=== Supplied material ===
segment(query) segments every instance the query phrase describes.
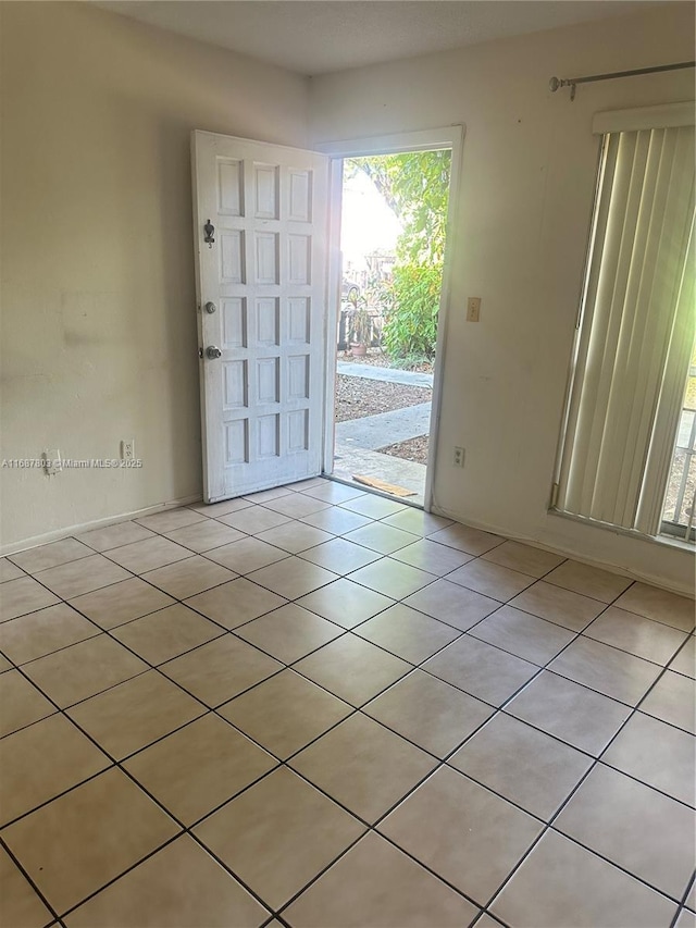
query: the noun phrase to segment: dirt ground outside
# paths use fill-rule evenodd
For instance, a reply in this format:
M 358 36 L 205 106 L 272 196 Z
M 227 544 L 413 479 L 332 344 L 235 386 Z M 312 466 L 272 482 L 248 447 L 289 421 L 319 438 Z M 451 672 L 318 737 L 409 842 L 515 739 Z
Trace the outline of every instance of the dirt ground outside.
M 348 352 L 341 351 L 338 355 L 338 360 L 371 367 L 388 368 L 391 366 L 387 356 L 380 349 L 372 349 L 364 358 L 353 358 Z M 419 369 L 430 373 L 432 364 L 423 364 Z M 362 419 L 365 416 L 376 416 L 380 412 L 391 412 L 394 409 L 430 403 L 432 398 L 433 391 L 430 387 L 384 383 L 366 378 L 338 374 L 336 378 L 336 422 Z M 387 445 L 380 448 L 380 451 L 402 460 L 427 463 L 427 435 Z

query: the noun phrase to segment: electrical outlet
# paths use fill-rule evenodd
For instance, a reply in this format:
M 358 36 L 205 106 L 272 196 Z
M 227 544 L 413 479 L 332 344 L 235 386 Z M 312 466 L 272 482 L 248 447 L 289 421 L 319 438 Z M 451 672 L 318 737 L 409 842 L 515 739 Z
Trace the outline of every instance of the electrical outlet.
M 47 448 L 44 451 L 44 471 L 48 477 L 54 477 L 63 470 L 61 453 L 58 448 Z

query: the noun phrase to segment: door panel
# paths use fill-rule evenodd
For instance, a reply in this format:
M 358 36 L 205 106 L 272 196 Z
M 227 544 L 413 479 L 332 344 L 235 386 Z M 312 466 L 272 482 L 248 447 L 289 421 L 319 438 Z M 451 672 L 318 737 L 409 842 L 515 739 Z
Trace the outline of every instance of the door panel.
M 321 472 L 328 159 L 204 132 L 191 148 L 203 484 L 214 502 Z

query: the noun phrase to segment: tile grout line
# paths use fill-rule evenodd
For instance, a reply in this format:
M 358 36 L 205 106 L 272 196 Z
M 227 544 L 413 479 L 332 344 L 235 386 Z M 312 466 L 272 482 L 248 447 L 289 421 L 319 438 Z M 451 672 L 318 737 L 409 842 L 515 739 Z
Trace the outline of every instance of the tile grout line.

* * *

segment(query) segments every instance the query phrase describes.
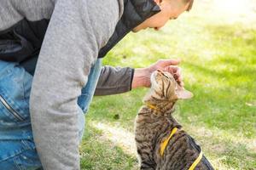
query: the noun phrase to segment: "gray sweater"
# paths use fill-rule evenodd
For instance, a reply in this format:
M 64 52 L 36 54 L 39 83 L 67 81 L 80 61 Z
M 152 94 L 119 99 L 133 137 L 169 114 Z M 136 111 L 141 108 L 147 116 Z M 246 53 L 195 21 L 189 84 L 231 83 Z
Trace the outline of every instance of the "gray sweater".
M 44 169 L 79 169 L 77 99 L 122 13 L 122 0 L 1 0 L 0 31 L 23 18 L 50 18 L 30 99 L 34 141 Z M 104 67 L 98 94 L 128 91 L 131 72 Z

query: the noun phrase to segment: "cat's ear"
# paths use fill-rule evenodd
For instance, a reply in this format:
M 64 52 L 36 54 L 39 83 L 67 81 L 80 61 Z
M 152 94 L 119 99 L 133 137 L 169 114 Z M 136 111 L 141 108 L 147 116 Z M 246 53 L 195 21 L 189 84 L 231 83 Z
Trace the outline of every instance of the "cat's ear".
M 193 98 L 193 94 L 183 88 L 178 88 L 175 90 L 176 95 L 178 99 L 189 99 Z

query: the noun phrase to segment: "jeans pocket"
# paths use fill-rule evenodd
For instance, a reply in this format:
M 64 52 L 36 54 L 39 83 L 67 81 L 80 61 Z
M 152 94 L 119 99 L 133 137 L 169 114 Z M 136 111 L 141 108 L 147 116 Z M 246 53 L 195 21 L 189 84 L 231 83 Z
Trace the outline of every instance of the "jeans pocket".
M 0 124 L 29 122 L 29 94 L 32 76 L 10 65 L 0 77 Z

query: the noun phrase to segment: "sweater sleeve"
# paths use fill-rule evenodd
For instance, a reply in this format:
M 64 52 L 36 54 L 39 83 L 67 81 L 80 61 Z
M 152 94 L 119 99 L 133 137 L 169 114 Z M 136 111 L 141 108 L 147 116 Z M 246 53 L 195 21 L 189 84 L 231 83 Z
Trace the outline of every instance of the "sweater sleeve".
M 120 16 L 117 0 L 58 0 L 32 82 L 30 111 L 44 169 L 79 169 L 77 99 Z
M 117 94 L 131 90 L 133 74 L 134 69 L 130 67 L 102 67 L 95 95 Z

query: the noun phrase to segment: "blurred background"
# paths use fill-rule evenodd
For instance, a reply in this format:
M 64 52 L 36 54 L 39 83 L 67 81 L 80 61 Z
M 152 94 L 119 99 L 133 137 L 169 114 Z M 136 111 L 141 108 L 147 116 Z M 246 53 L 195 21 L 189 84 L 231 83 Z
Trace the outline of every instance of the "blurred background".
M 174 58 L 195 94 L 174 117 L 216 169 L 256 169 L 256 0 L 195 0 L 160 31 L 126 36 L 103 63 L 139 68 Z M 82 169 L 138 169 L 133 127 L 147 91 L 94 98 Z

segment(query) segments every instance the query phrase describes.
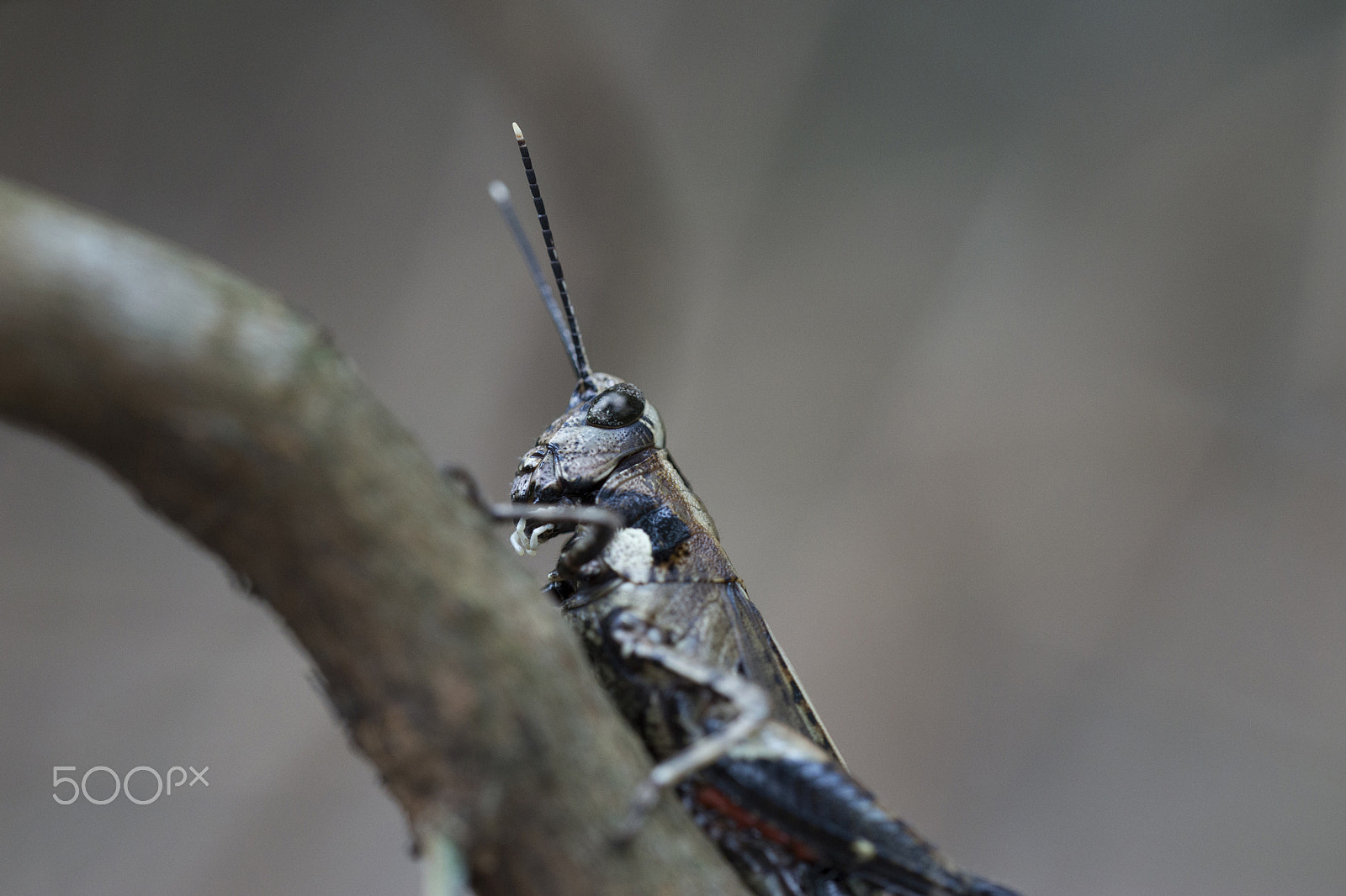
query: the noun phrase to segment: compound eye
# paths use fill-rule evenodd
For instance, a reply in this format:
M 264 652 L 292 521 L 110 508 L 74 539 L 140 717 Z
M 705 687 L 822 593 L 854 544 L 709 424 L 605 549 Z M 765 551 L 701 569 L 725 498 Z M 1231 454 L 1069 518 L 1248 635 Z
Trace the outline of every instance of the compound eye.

=== Stated problem ===
Can you rewrite the items from the line with "query: the noun phrase to segment: electrical" up to and including the line with "Trace the outline of every instance of the tile", swapping "door panel" for "cabinet door" and changing nothing else? Return only those lines.

=== Full answer ===
query: the noun phrase to segment: electrical outlet
# paths use fill-rule evenodd
For instance, a reply in this format:
M 358 36 L 205 106 L 272 196 Z
M 227 544 L 413 479 L 332 344 L 235 386 Z M 312 466 L 272 482 L 248 447 L 289 421 L 319 438 Z M 451 672 L 318 737 L 409 842 L 515 739 Z
Trace the outline of every instance of the electrical outlet.
M 47 448 L 44 451 L 44 471 L 48 477 L 54 477 L 63 470 L 61 453 L 58 448 Z

query: the noun phrase to segment: cabinet door
# paths use fill-rule evenodd
For instance, a reply in this format:
M 358 36 L 205 106 L 272 196 Z
M 227 544 L 413 479 L 332 344 L 235 386 Z M 312 466 L 272 482 L 248 447 L 289 421 L 319 438 Z M 451 672 L 318 737 L 409 842 L 515 739 Z
Trace the outline of every instance of the cabinet door.
M 321 472 L 328 159 L 204 132 L 191 148 L 203 484 L 214 502 Z

query: the noun phrase to segment: tile grout line
# paths use fill-rule evenodd
For instance, a reply in this format:
M 358 36 L 205 106 L 272 196 Z
M 227 544 L 413 479 L 332 344 L 235 386 Z M 312 466 L 272 482 L 248 447 L 289 421 L 319 438 Z M 451 672 L 318 737 L 409 842 L 515 739 Z
Trace the outline of every instance of the tile grout line.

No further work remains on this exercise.